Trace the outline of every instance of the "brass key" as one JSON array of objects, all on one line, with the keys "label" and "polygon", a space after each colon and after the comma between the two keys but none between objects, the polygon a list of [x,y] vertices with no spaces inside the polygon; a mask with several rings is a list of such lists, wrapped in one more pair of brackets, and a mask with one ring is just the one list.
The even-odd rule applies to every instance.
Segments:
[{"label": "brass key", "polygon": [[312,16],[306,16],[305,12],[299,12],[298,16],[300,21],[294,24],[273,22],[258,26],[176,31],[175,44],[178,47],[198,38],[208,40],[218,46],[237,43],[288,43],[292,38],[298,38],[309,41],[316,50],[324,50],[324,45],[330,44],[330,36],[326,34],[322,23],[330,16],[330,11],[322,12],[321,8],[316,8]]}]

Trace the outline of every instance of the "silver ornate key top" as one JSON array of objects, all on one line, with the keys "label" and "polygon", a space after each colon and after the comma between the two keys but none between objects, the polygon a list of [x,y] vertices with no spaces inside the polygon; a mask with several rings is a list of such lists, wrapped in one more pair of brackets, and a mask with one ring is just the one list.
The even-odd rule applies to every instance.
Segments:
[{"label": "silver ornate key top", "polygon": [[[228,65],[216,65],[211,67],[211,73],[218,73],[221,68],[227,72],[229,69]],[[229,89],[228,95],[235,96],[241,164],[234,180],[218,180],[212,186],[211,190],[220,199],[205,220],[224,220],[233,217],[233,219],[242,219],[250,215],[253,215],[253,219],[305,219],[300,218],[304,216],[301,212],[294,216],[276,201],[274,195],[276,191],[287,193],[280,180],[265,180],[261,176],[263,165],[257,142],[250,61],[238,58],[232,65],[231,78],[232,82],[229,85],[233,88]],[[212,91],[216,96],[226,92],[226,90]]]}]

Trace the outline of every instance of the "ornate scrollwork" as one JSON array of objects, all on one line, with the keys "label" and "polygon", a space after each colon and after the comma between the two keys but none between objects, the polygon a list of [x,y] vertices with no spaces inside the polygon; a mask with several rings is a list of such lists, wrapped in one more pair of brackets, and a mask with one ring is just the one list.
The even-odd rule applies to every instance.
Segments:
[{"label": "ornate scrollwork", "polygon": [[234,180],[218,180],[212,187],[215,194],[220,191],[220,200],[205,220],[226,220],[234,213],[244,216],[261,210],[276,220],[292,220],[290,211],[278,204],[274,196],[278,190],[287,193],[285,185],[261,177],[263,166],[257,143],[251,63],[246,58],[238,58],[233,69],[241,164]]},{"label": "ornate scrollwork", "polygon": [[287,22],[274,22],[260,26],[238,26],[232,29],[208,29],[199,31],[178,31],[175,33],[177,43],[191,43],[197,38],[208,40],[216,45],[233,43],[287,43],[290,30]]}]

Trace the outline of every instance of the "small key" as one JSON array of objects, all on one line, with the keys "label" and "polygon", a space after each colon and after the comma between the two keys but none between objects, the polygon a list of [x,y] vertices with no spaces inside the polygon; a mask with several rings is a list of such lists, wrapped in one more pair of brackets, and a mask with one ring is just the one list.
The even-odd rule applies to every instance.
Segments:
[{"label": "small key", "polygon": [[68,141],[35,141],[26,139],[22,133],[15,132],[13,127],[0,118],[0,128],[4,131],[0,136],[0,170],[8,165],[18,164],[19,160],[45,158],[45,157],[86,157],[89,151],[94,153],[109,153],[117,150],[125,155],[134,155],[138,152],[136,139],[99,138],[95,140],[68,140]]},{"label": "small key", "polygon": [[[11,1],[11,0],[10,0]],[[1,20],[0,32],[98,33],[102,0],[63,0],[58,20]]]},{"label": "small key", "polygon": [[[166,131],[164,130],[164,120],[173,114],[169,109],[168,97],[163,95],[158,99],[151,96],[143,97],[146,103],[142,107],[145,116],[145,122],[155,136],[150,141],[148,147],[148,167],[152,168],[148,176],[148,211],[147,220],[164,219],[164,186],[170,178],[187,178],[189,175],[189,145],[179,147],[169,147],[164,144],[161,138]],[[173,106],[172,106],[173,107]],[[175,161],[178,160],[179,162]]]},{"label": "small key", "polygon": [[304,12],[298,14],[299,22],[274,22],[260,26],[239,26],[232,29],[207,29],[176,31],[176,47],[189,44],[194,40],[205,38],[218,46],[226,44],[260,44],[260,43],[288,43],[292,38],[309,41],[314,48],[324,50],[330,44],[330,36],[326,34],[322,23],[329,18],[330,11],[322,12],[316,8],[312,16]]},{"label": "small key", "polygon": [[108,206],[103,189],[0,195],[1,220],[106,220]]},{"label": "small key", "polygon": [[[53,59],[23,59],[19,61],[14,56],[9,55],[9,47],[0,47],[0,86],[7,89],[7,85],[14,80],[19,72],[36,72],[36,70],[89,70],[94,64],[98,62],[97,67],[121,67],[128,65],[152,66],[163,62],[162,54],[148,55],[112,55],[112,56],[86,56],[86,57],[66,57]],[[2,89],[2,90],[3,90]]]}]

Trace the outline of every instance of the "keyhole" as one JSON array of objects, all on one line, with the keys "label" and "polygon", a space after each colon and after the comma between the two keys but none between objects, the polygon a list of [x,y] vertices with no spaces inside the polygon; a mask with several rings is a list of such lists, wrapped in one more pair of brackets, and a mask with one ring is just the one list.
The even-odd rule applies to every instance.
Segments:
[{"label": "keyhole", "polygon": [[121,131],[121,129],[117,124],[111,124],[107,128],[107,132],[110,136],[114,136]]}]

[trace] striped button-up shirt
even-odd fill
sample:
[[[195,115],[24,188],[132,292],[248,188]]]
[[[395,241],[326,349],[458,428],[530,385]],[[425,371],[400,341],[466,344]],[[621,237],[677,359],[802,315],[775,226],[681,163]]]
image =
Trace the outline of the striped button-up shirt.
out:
━━━━━━━━━━
Rewrite all of the material above with every occurrence of "Segments" changed to "Masks", leaving everything else as it is.

Trace the outline of every instance of the "brass key" as one JSON array of objects, all on one line, with the keys "label" and "polygon", a space after each colon and after the comma between the two keys but none between objects, the polygon a list of [x,y] vertices with no spaces inside the polygon; a mask with several rings is a list of such lists, wrapped in one more pair of brackets, and a mask with one ring is just the one list.
The even-odd rule applies to every instance.
Masks:
[{"label": "brass key", "polygon": [[312,16],[306,16],[305,12],[299,12],[298,16],[300,21],[294,24],[273,22],[258,26],[176,31],[175,44],[178,47],[198,38],[208,40],[218,46],[237,43],[288,43],[292,38],[298,38],[309,41],[316,50],[324,50],[324,45],[330,44],[330,36],[326,34],[322,23],[330,16],[330,11],[322,12],[321,8],[316,8]]}]

Trace the outline of every instance of the "silver ornate key top" as one JSON array of objects, all on one line, with the keys "label" and "polygon", a space after each colon and after the comma between the two keys but none between objects, the polygon a list of [x,y] vertices with no spaces inside the polygon; a mask with several rings is a list of such lists, wrapped in one more pair of brackets, and a mask with one ring is just the one list.
The even-odd rule applies to every instance.
Masks:
[{"label": "silver ornate key top", "polygon": [[[228,65],[216,65],[211,67],[211,73],[218,73],[221,68],[227,72],[229,69]],[[229,89],[228,95],[235,96],[241,164],[234,180],[218,180],[212,186],[211,190],[220,199],[205,220],[224,220],[233,217],[233,219],[242,219],[250,215],[253,215],[253,219],[305,219],[300,218],[304,216],[301,212],[294,216],[276,201],[274,195],[276,191],[287,193],[280,180],[265,180],[261,176],[263,165],[257,142],[250,61],[238,58],[232,65],[231,78],[232,82],[229,85],[233,88]],[[212,91],[216,96],[226,92],[226,90]]]}]

Trace the outline of every instance of the "ornate scrollwork" as one JSON array of objects, all on one line, with the keys "label" and "polygon", a space after each colon and after the comma between the two keys but none between objects, the polygon a list of [x,y] vertices with no spaces inside the polygon; a mask with several rings is a list of such lists, wrapped in one more pair of brackets, and a mask with one ring is just the one list.
The even-odd rule applies to every instance.
Masks:
[{"label": "ornate scrollwork", "polygon": [[234,180],[218,180],[212,187],[215,194],[220,191],[220,200],[205,220],[226,220],[234,213],[244,216],[261,210],[276,220],[292,220],[290,211],[278,204],[274,196],[278,190],[287,193],[285,185],[261,177],[263,166],[257,143],[251,63],[246,58],[238,58],[233,69],[241,164]]},{"label": "ornate scrollwork", "polygon": [[287,22],[274,22],[260,26],[238,26],[232,29],[208,29],[199,31],[178,31],[175,33],[177,43],[191,43],[197,38],[208,40],[216,45],[233,43],[287,43],[290,30]]}]

Trace the outline of every instance of the "small key" as one JSON array of objects, all on one line, with the keys "label" and "polygon", a space after each colon and after the comma between the two keys but none between objects, the polygon a list of [x,y] vertices with no spaces inside the polygon; a mask with several rings is a list of such lists, wrapped in one more pair of brackets, and a mask with one ring is just the one list.
The even-odd rule applies to every instance.
Masks:
[{"label": "small key", "polygon": [[68,141],[35,141],[26,139],[22,133],[15,132],[13,127],[0,118],[0,128],[4,131],[0,136],[0,170],[8,165],[18,164],[19,160],[45,158],[45,157],[86,157],[89,151],[94,153],[109,153],[117,150],[125,155],[134,155],[138,152],[136,139],[99,138],[95,140],[68,140]]},{"label": "small key", "polygon": [[[11,1],[11,0],[10,0]],[[1,20],[0,32],[98,33],[102,0],[63,0],[58,20]]]},{"label": "small key", "polygon": [[[166,131],[164,130],[164,120],[173,114],[169,109],[168,97],[163,95],[158,99],[151,96],[143,97],[146,103],[142,107],[145,116],[145,122],[155,136],[150,141],[148,147],[148,167],[152,168],[148,176],[148,211],[147,220],[164,219],[164,186],[170,178],[187,178],[189,175],[189,145],[179,147],[169,147],[164,144],[161,138]],[[173,106],[172,106],[173,107]],[[175,161],[178,160],[179,162]]]},{"label": "small key", "polygon": [[304,12],[298,14],[299,22],[274,22],[260,26],[239,26],[232,29],[207,29],[176,31],[176,47],[189,44],[194,40],[205,38],[218,46],[226,44],[260,44],[260,43],[288,43],[292,38],[309,41],[314,48],[324,50],[330,44],[330,36],[326,34],[322,23],[329,18],[330,11],[322,12],[316,8],[312,16]]},{"label": "small key", "polygon": [[108,206],[103,189],[0,195],[1,220],[106,220]]},{"label": "small key", "polygon": [[[53,59],[23,59],[19,61],[14,56],[9,55],[9,47],[0,47],[0,86],[7,89],[7,85],[14,80],[19,72],[36,72],[36,70],[89,70],[94,64],[98,62],[97,67],[121,67],[128,65],[152,66],[163,62],[162,54],[148,55],[112,55],[112,56],[86,56],[86,57],[66,57]],[[2,89],[2,90],[3,90]]]}]

Trace the outline of every instance of the "keyhole" as one JSON array of objects, all on one line, with the keys "label" and "polygon", a space after each colon and after the comma between the two keys but none between objects, the polygon a list of [x,y] vertices with no spaces inside the polygon; a mask with several rings is a list of such lists, wrapped in one more pair of brackets, and a mask with one ring is just the one list.
The even-odd rule applies to every instance.
Masks:
[{"label": "keyhole", "polygon": [[121,131],[121,129],[117,124],[111,124],[107,128],[107,132],[110,136],[114,136]]}]

[trace] striped button-up shirt
even-odd fill
sample:
[[[195,115],[24,188],[132,292],[248,188]]]
[[[395,241],[326,349],[458,428],[530,385]],[[425,371],[400,341],[466,344]],[[621,237],[677,359],[802,315],[775,226],[681,163]]]
image =
Trace the outline of the striped button-up shirt.
out:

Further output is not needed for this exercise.